● **Passage to read**
════════════════

RFR(m): 8214271: Fast primitive to wake many threads
Robbin Ehn
robbin.ehn at oracle.com
Wed Dec 19 08:40:27 UTC 2018
Hi David,
On 2018-12-19 05:51, David Holmes wrote:
> Hi Robbin,
>
> Note this was focusing on the design of the API to ensure the semantics are
> clear and well-defined so that future users of the API know how to use it
> correctly and safely. It also then allows a review of the implementation to
> check back to the spec to see if it behaves as intended and checks all necessary
> constraints That's why I wanted it to be as complete as possible (spurious
> wakeups allowed? No - then lets document that) and now allow implementation
> specific choices unless unavoidable.
Sure!
Maybe add that to the wait() method, with something like:
+ // Guarantees not to return until disarm() is called,
+ // if called with currently armed tag (otherwise returns immediately).
+ // Implementation must guarantee no spurious wakeups.
123 // Guarantees to return if disarm() and wake() is called.
124 // Provides a trailing fence.
125 void wait(int barrier_tag) {
>
> I'll get to updated webrevs before I finish for the year on Friday.
Thanks!
/Robbin
>
> Thanks,
> David
>
> On 17/12/2018 8:39 pm, Robbin Ehn wrote:
>> Hi David,
>>
>> On 11/26/18 7:12 AM, David Holmes wrote:
>>> Hi Robbin,
>>>
>>> On 24/11/2018 2:55 am, Robbin Ehn wrote:
>>>> Forgot RFR in subject.
>>>
>>> Yep and now you have two different review threads happening in parallel
>>> unfortunately :(
>>>
>>> - src/hotspot/share/utilities/waitBarrier.hpp
>>>
>>> I'm studying just the WaitBarrierType API. Is this inherently tied to
>>> safepoint usage or intended as a general synchronization tool? As a general
>>> tool the API does not have clear semantics on how it should be used:
>>
>> There is two potential uses-cases in G1, which might require some changes.

════════════════

Stored Data Entries:
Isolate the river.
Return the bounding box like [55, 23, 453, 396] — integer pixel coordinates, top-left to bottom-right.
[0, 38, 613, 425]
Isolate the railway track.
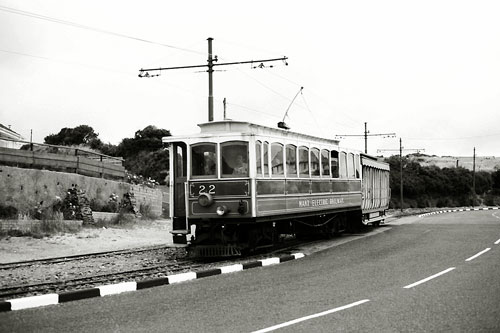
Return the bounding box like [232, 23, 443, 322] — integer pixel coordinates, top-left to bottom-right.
[0, 246, 182, 271]
[0, 235, 312, 299]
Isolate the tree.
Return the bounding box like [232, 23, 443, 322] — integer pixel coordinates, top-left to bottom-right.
[44, 125, 100, 146]
[117, 125, 171, 158]
[117, 125, 171, 184]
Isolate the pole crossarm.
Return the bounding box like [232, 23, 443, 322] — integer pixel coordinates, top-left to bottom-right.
[138, 37, 288, 122]
[139, 57, 288, 77]
[335, 133, 396, 138]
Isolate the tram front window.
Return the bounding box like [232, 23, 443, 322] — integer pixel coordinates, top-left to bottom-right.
[191, 143, 217, 177]
[221, 141, 248, 177]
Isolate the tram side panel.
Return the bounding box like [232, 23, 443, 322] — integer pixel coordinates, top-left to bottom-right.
[361, 156, 390, 224]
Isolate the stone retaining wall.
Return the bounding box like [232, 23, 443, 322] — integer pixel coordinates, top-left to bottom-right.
[0, 165, 162, 216]
[0, 220, 83, 231]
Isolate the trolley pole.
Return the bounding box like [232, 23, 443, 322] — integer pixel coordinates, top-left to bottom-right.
[139, 37, 288, 121]
[365, 121, 368, 154]
[335, 122, 396, 154]
[472, 147, 476, 206]
[399, 138, 404, 211]
[207, 37, 214, 121]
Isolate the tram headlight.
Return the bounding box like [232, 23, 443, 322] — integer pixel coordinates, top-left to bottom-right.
[215, 205, 229, 216]
[198, 193, 214, 207]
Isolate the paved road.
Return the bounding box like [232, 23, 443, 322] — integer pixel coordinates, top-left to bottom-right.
[0, 211, 500, 332]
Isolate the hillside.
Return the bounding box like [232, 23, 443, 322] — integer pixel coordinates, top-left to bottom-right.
[408, 154, 500, 172]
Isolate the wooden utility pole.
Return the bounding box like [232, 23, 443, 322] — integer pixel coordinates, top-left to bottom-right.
[472, 147, 476, 198]
[377, 138, 425, 211]
[335, 122, 396, 154]
[139, 37, 288, 121]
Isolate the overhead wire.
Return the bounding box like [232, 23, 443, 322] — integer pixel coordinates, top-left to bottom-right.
[0, 5, 205, 54]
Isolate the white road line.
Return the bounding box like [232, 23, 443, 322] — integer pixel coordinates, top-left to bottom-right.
[465, 247, 491, 261]
[403, 267, 455, 289]
[252, 299, 370, 333]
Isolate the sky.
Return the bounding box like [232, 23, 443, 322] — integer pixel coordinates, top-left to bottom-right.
[0, 0, 500, 156]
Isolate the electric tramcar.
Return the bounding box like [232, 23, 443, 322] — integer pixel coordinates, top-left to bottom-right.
[163, 120, 390, 256]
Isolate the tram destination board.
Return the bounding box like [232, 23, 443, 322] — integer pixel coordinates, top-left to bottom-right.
[189, 180, 250, 197]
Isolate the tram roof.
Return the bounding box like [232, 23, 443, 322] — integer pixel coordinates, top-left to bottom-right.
[163, 120, 339, 145]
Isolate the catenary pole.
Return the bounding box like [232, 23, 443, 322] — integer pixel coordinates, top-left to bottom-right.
[139, 37, 288, 121]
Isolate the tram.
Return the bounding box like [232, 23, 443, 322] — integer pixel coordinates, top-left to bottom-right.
[163, 120, 390, 257]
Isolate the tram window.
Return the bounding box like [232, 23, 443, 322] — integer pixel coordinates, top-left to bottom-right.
[271, 143, 284, 176]
[191, 143, 217, 176]
[339, 151, 347, 178]
[347, 153, 356, 178]
[220, 141, 248, 177]
[262, 142, 269, 176]
[311, 148, 319, 176]
[330, 150, 339, 178]
[321, 149, 330, 177]
[255, 141, 263, 176]
[299, 147, 309, 177]
[285, 145, 297, 177]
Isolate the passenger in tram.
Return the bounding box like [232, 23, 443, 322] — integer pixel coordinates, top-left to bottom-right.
[233, 155, 248, 175]
[203, 154, 215, 175]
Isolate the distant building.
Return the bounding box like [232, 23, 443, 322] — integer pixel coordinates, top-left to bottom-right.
[0, 124, 24, 149]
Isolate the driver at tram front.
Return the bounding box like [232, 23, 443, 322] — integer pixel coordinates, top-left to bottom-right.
[233, 155, 248, 175]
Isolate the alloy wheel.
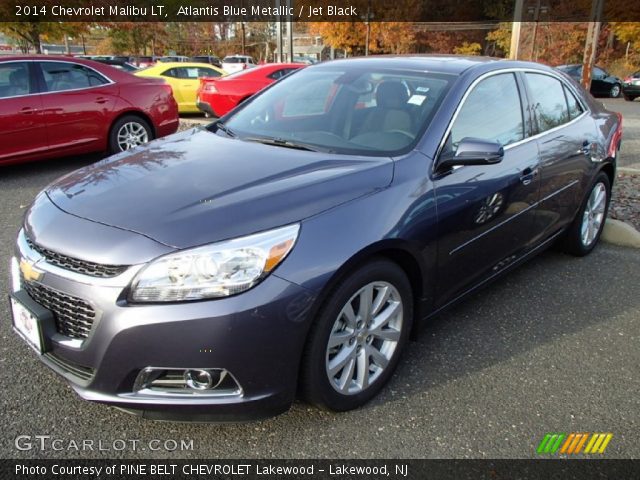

════════════════

● **Objective**
Extend the review thread on the fast primitive for waking many threads, starting immediately after its final line. None of the stored data entries are required here.

● **Task response**
>>
>>>
>>> - How do you communicate the current tag between the arming thread and the
>>> waiting threads? There would seem to be inherent races between arm(tag) and
>>> wait(tag) unless access to the tag itself is synchronized via another mechanism.
>>
>> As seen in gtest:
>> - arm tag
>> - publish tag
>>
>>>
>>> - What happens if wake() is called before disarm()? Should it be disallowed?
>>> (For other readers disarm() and wake() are distinct operations so that they
>>> fit better into the existing safepoint protocol which disarms the safepoint
>>> polling page at one spot and wakes blocked threads at another.)
>>
>> Yes, wake() have no effect if you have not disarmed.
>> There are asserts checking this.
>>
>>>
>>> - Should there be constraints that the same thread must arm/disarm/wake? It
>>> doesn't really make sense to allow these operations to happen in arbitrary
>>> order from multiple threads.
>>
>> Maybe, *thinking* if there is nice way to get the arming/waking thread into an
>> argument.
>>
>>>
>>> The semantics for re-arming with the same tag should be clearly set out not
>>> "implementation-defined". This should probably be a usage error IMHO - but it
>>> comes back to how the tag is expected to be used.
>>
>> If you have a way to detect that all threads have left the waitbarrier, there is
>> no problem with re-using the same tag. So yes, re-arming before that with the
>> same tag should be an error. But since the waitbarrier can't tell the difference
>> and do not know which tag it was last armed for I have no assert.
>>
>>>
>>> As Andrew mentioned there needs to be documentation regarding spurious
>>> wakeups or other "interruptions" at the API level. And I assume a blocked
>>> wait() only ever returns in response to a wake().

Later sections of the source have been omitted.